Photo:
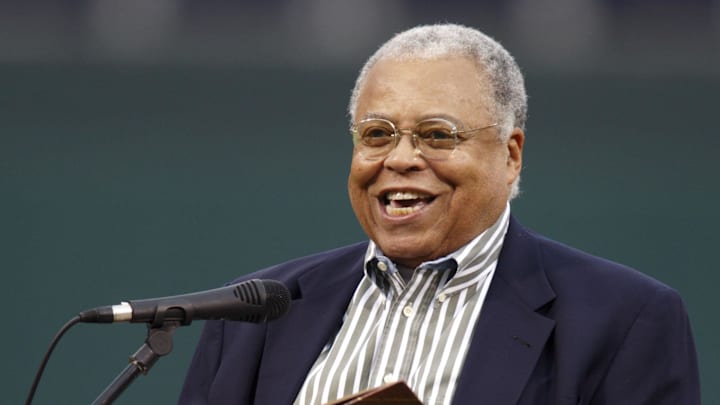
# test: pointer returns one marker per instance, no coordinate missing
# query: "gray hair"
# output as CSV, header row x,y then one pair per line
x,y
435,41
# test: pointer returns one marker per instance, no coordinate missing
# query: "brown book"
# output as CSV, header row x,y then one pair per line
x,y
397,393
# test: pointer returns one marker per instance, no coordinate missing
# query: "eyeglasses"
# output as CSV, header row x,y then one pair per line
x,y
434,138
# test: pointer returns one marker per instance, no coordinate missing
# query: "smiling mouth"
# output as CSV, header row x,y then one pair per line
x,y
402,203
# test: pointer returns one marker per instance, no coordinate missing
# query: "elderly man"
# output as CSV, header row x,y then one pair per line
x,y
451,294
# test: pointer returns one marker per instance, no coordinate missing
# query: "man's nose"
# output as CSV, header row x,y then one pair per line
x,y
405,155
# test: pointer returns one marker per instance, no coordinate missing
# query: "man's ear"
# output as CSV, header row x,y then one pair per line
x,y
514,146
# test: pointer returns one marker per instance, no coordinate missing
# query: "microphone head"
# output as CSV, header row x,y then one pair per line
x,y
272,297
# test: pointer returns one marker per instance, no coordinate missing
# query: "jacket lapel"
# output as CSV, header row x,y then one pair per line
x,y
316,313
511,334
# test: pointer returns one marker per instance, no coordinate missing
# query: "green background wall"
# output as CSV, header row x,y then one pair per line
x,y
136,182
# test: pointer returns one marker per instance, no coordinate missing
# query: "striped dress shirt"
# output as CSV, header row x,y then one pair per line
x,y
416,331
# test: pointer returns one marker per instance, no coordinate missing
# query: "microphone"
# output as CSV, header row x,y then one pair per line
x,y
250,301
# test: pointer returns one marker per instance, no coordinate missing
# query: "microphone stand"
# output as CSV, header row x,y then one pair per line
x,y
158,343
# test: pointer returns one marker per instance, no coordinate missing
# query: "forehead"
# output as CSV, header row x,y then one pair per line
x,y
409,89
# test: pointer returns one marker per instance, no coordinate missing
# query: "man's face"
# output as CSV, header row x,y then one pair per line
x,y
418,209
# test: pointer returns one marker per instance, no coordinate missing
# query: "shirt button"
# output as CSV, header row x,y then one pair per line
x,y
407,311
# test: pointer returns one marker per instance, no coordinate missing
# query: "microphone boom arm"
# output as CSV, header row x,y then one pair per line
x,y
158,343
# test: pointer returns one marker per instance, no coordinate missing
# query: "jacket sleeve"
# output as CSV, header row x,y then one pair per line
x,y
204,365
657,363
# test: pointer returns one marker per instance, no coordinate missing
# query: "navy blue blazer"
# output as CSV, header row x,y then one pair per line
x,y
558,326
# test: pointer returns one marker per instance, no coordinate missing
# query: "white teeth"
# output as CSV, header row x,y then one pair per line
x,y
399,195
400,211
396,206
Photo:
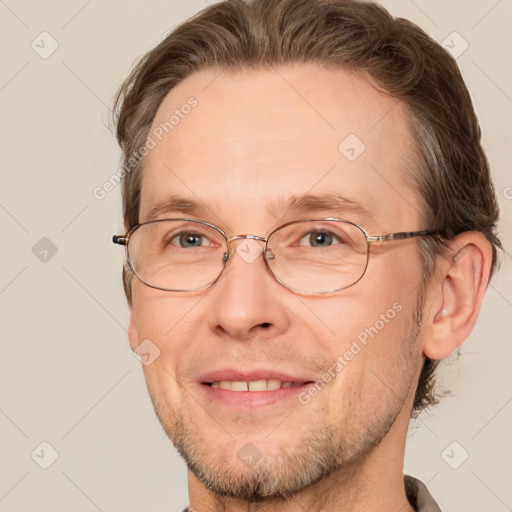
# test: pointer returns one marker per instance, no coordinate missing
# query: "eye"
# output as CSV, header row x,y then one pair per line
x,y
187,240
319,239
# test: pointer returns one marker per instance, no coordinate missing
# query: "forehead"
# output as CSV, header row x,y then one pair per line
x,y
255,139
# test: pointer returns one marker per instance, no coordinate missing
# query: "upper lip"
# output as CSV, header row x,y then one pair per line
x,y
237,375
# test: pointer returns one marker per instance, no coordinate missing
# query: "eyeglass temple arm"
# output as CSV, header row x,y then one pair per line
x,y
401,236
120,239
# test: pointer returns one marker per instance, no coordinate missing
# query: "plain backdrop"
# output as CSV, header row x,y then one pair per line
x,y
67,376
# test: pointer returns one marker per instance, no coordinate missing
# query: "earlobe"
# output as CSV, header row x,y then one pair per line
x,y
461,283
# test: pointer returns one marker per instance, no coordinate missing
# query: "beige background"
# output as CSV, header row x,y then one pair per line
x,y
67,375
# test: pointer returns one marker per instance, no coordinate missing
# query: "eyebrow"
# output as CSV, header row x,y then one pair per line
x,y
293,206
334,204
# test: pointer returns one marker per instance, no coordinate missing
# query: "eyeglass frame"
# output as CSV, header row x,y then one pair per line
x,y
389,237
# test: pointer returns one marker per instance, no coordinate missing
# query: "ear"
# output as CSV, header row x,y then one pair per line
x,y
455,294
133,333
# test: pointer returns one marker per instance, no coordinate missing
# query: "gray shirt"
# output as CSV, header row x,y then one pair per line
x,y
417,494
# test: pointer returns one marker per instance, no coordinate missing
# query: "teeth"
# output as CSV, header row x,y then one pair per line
x,y
257,385
274,384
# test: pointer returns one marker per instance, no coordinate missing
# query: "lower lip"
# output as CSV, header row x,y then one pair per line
x,y
251,399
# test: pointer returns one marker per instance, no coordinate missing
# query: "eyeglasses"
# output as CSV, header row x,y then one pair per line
x,y
306,256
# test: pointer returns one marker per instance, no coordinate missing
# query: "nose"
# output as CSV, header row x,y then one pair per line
x,y
247,301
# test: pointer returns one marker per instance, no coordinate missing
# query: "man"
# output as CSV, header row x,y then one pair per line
x,y
310,228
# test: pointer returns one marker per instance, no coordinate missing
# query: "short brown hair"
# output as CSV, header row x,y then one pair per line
x,y
453,177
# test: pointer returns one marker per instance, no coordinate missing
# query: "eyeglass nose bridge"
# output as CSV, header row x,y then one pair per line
x,y
245,237
257,238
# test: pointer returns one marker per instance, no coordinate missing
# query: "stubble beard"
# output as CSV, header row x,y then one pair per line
x,y
322,451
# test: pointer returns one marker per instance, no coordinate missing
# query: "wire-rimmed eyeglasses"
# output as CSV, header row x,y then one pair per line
x,y
311,256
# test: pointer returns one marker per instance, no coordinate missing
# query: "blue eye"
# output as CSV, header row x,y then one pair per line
x,y
319,239
187,240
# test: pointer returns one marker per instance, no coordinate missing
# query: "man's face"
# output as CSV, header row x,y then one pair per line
x,y
255,141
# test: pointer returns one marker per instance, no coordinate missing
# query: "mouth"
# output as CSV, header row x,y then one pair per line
x,y
255,385
251,390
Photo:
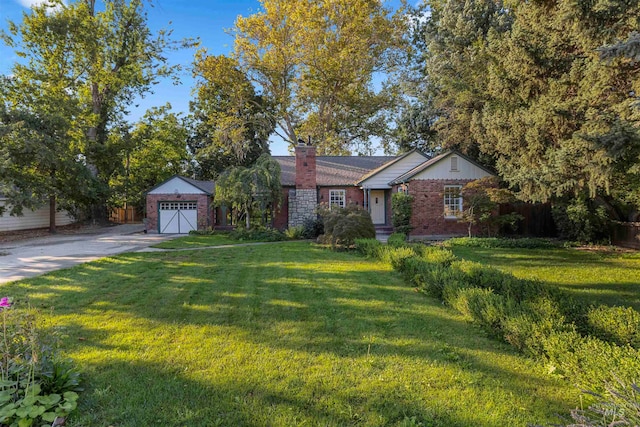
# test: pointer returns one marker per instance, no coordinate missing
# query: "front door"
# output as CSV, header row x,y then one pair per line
x,y
378,207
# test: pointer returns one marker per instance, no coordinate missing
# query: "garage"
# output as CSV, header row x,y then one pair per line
x,y
178,217
179,205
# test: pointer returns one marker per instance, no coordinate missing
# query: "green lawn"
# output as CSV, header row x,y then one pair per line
x,y
195,241
285,334
611,278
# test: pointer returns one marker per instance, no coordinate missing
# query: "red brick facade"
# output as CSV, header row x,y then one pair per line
x,y
205,213
428,209
305,167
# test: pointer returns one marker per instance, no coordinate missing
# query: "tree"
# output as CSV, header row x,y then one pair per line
x,y
250,189
558,118
40,116
315,62
111,57
232,124
151,152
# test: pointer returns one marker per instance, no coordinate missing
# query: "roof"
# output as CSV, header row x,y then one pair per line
x,y
386,165
206,186
333,170
426,165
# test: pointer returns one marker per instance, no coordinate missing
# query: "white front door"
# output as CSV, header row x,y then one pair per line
x,y
377,207
178,217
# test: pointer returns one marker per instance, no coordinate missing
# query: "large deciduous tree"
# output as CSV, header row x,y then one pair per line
x,y
315,61
111,57
231,123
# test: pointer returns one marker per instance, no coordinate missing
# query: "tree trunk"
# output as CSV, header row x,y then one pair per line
x,y
52,214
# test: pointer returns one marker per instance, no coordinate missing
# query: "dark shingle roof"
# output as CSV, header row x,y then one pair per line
x,y
333,170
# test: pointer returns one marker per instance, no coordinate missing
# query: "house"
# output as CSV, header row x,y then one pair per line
x,y
180,204
38,218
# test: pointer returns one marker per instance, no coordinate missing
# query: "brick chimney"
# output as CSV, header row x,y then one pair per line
x,y
305,166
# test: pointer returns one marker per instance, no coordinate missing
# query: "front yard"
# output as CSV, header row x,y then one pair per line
x,y
279,335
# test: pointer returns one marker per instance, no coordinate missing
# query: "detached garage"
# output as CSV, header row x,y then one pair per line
x,y
179,205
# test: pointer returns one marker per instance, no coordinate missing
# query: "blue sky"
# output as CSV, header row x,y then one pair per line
x,y
206,19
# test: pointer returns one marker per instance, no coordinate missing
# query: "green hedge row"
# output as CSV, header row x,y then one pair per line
x,y
587,344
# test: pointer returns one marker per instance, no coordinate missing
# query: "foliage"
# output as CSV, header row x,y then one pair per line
x,y
100,57
481,200
581,220
500,242
620,325
258,234
401,209
231,123
245,190
36,385
397,239
312,228
151,152
342,226
315,65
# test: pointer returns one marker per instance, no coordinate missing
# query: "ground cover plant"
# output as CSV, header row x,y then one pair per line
x,y
590,345
595,277
279,335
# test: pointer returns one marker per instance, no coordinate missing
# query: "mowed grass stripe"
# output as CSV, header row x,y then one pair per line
x,y
279,335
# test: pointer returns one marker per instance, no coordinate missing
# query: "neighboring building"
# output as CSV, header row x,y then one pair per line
x,y
31,219
309,180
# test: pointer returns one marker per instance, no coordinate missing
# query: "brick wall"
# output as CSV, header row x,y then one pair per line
x,y
205,213
428,209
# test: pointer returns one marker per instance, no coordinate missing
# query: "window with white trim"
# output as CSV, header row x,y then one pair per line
x,y
452,201
337,198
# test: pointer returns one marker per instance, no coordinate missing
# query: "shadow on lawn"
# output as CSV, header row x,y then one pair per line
x,y
170,398
284,306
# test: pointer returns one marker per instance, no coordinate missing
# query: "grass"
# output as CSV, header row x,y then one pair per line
x,y
196,241
597,277
279,335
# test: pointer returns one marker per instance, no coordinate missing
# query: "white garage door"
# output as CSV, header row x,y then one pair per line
x,y
178,217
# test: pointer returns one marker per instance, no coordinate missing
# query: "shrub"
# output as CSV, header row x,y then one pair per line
x,y
401,209
36,386
259,234
616,324
342,226
294,233
581,220
397,239
368,247
312,228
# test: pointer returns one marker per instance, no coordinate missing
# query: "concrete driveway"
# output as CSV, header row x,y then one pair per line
x,y
32,257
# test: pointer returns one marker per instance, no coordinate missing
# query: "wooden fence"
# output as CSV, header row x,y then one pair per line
x,y
537,220
626,234
122,216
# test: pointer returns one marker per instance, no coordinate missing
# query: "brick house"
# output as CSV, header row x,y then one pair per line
x,y
367,181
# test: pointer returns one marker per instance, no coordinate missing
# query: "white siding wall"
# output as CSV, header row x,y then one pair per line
x,y
442,170
176,185
32,219
382,179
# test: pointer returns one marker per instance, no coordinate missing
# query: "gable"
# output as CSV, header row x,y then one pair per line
x,y
443,169
381,178
176,185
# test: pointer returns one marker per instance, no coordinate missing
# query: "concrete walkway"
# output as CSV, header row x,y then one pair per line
x,y
32,257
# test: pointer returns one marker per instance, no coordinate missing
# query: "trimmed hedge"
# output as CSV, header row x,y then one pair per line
x,y
589,345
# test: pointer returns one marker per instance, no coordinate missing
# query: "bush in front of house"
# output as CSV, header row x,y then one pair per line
x,y
258,234
587,346
342,226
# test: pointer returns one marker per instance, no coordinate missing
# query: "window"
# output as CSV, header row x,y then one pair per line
x,y
337,198
454,164
452,201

□ □ □ □ □

### What the task asks:
Find every line in the records that has the word "wall". Then report the count alone.

### Exercise answer:
3